## Required action
Copy exactly the lines of the records below, and only those lines, beginning with the line that contains "# Target: yellow jersey" and ending with the line that contains "# Target: player's leg".

(Items from a dataset)
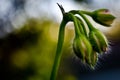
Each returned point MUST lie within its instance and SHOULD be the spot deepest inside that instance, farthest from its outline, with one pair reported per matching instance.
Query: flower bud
(103, 17)
(82, 48)
(98, 41)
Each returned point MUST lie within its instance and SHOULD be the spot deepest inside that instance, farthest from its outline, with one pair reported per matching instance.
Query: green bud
(103, 17)
(98, 41)
(82, 48)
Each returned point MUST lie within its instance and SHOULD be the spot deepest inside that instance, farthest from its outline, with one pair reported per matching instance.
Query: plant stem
(58, 51)
(90, 26)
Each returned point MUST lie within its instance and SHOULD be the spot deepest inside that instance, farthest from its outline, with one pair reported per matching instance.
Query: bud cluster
(88, 44)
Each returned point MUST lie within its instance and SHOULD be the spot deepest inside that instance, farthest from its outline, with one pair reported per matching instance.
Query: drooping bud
(98, 41)
(103, 17)
(82, 48)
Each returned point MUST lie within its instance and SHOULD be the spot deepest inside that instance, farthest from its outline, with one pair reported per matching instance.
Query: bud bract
(94, 58)
(103, 17)
(98, 41)
(82, 48)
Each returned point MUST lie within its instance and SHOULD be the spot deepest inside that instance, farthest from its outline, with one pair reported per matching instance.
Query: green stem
(58, 51)
(74, 19)
(81, 26)
(90, 26)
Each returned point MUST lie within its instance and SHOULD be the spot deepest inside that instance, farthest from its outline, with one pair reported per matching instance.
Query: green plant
(87, 43)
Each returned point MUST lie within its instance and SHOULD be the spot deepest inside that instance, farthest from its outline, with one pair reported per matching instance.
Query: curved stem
(81, 26)
(90, 26)
(58, 51)
(86, 12)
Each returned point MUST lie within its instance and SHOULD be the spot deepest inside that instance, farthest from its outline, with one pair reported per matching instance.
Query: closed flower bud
(98, 41)
(82, 48)
(103, 17)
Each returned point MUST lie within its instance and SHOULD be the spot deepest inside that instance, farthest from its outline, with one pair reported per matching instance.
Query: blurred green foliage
(28, 52)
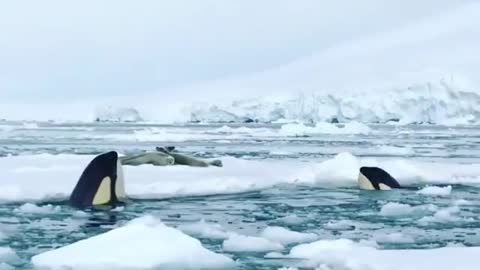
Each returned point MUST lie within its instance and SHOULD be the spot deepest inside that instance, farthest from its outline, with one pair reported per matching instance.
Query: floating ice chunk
(340, 225)
(8, 255)
(346, 254)
(462, 202)
(243, 243)
(395, 150)
(444, 215)
(292, 219)
(144, 243)
(400, 209)
(203, 229)
(396, 209)
(436, 191)
(396, 237)
(285, 236)
(30, 208)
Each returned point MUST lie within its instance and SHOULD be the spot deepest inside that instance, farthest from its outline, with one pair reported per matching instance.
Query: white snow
(285, 236)
(396, 237)
(24, 178)
(339, 225)
(7, 256)
(346, 254)
(400, 209)
(301, 130)
(158, 246)
(435, 191)
(444, 215)
(244, 243)
(30, 208)
(117, 114)
(203, 229)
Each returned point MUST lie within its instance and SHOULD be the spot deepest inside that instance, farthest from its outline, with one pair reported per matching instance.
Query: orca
(101, 183)
(374, 178)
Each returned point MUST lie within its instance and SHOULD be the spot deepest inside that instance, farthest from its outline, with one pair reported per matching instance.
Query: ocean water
(274, 187)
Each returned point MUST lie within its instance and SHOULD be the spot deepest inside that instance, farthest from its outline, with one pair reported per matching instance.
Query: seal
(181, 159)
(153, 158)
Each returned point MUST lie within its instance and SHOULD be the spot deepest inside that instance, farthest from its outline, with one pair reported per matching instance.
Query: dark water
(329, 212)
(314, 210)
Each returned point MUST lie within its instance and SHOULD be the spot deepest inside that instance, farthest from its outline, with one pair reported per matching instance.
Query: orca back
(101, 183)
(378, 178)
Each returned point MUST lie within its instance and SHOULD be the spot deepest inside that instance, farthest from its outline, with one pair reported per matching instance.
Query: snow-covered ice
(160, 246)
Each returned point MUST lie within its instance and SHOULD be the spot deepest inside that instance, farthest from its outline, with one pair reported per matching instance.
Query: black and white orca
(101, 183)
(374, 178)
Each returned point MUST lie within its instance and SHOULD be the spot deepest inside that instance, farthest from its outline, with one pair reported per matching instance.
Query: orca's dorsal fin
(101, 183)
(375, 178)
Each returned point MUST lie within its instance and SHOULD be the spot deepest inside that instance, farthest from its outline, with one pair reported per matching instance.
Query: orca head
(374, 178)
(101, 183)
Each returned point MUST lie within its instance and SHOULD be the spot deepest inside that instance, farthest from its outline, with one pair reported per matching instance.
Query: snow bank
(160, 246)
(346, 254)
(285, 236)
(436, 191)
(117, 114)
(24, 177)
(243, 243)
(300, 130)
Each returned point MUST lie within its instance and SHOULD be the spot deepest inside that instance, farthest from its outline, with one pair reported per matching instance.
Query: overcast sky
(92, 47)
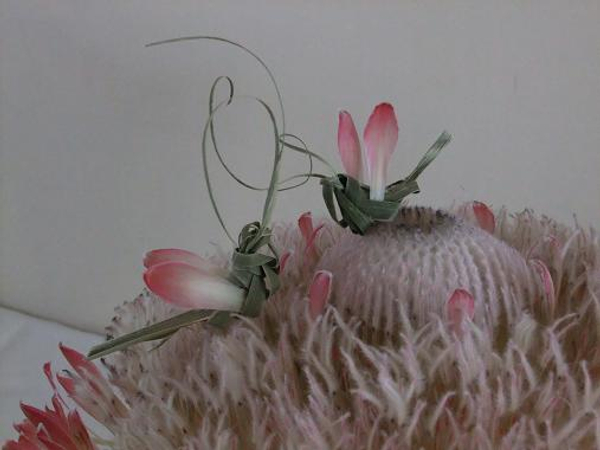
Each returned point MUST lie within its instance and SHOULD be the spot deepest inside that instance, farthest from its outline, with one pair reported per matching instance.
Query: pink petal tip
(381, 137)
(349, 145)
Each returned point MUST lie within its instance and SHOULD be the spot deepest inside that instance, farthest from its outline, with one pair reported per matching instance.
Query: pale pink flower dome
(419, 260)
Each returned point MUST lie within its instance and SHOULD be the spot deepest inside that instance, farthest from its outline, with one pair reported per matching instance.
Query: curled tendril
(281, 139)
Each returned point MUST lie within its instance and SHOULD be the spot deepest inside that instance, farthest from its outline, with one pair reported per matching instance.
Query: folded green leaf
(159, 330)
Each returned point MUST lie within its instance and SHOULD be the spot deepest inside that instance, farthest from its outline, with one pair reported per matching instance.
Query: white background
(99, 136)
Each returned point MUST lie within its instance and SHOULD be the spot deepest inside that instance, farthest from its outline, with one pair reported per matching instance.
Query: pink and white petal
(485, 217)
(349, 145)
(381, 137)
(189, 287)
(305, 225)
(460, 305)
(52, 424)
(319, 293)
(159, 256)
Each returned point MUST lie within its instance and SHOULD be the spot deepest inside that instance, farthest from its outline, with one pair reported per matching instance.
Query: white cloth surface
(26, 343)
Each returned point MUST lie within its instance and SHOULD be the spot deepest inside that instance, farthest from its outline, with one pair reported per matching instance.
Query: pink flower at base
(53, 428)
(187, 280)
(380, 137)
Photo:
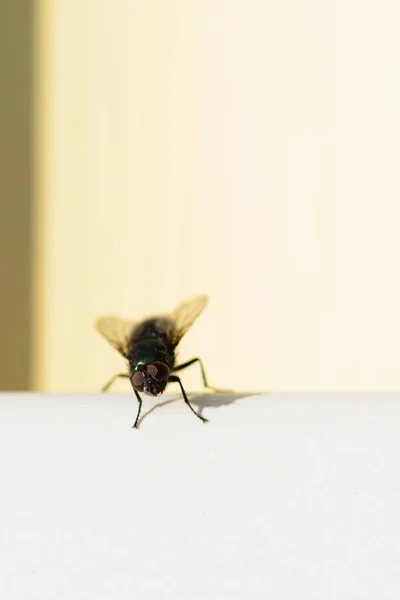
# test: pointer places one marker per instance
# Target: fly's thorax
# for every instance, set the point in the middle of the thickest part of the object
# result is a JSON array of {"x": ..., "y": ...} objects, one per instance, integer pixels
[{"x": 153, "y": 350}]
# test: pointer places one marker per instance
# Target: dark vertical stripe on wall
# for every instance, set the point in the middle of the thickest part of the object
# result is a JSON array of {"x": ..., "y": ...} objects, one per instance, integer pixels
[{"x": 16, "y": 193}]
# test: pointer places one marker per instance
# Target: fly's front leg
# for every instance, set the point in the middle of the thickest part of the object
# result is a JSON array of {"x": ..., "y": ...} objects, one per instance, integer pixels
[
  {"x": 139, "y": 409},
  {"x": 175, "y": 378}
]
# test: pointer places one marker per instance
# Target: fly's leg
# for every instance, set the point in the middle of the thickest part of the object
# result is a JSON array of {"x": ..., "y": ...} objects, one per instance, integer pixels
[
  {"x": 175, "y": 378},
  {"x": 139, "y": 409},
  {"x": 203, "y": 373},
  {"x": 109, "y": 383}
]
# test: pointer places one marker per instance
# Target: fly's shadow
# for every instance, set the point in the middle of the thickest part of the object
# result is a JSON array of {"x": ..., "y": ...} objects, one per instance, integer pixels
[{"x": 202, "y": 401}]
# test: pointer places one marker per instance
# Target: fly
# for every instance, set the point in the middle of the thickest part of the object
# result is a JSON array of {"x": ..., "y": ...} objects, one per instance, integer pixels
[{"x": 149, "y": 346}]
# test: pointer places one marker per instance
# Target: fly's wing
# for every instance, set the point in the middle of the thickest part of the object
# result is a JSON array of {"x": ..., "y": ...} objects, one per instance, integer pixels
[
  {"x": 117, "y": 331},
  {"x": 182, "y": 318}
]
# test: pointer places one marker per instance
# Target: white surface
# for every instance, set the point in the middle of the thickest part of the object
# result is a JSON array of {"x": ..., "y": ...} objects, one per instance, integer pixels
[{"x": 279, "y": 496}]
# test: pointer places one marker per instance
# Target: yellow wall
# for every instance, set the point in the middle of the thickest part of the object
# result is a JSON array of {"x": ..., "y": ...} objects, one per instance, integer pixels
[
  {"x": 243, "y": 148},
  {"x": 16, "y": 194}
]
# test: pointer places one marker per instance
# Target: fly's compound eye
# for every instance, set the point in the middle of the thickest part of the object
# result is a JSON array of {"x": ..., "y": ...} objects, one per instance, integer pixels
[
  {"x": 137, "y": 381},
  {"x": 158, "y": 371}
]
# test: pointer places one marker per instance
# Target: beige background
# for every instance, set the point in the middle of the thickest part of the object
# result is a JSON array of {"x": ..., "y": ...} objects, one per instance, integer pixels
[{"x": 247, "y": 149}]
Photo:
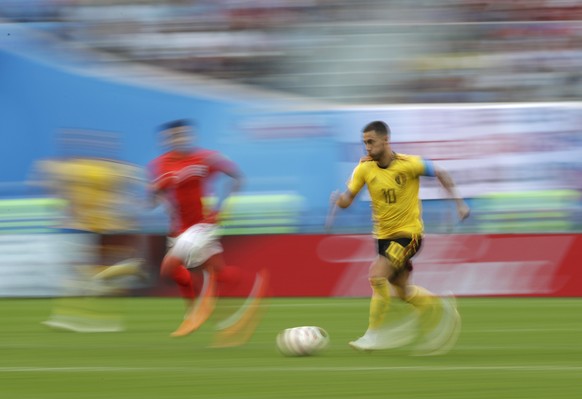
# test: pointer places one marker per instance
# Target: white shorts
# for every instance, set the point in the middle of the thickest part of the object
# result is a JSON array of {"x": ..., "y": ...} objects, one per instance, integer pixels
[{"x": 196, "y": 245}]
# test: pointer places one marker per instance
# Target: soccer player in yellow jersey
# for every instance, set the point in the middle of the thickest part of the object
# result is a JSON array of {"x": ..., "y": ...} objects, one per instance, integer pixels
[
  {"x": 96, "y": 190},
  {"x": 393, "y": 184}
]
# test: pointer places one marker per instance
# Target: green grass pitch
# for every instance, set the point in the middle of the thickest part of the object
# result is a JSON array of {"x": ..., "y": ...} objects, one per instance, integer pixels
[{"x": 508, "y": 348}]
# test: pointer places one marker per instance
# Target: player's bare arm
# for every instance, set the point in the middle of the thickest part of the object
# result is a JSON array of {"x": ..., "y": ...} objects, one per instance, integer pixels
[{"x": 448, "y": 184}]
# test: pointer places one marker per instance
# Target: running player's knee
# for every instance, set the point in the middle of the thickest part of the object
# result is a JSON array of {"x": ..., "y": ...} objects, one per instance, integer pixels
[{"x": 396, "y": 254}]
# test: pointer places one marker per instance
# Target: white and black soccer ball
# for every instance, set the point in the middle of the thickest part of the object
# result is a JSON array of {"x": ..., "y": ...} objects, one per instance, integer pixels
[{"x": 302, "y": 341}]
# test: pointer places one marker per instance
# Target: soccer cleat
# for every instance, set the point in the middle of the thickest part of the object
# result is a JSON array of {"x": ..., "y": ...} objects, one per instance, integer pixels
[
  {"x": 444, "y": 335},
  {"x": 237, "y": 329},
  {"x": 80, "y": 325},
  {"x": 203, "y": 309},
  {"x": 367, "y": 342}
]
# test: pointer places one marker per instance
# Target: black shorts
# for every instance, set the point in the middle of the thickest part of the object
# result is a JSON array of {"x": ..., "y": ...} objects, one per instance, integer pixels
[{"x": 411, "y": 246}]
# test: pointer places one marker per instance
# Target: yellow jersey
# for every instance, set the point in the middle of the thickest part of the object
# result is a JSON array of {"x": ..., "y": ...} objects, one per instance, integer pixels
[
  {"x": 396, "y": 207},
  {"x": 96, "y": 191}
]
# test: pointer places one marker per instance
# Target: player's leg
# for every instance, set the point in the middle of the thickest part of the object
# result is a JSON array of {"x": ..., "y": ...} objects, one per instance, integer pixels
[
  {"x": 173, "y": 268},
  {"x": 439, "y": 320},
  {"x": 379, "y": 304}
]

## Answer for this exercise
# Target: yellow jersey
# for every instance, set the point in the middle of the thickest part of the object
# result is a JSON array of {"x": ..., "y": ...} objects, one per instance, integer pixels
[
  {"x": 396, "y": 207},
  {"x": 96, "y": 191}
]
# test: pointer places one marker per instance
# Target: player's leg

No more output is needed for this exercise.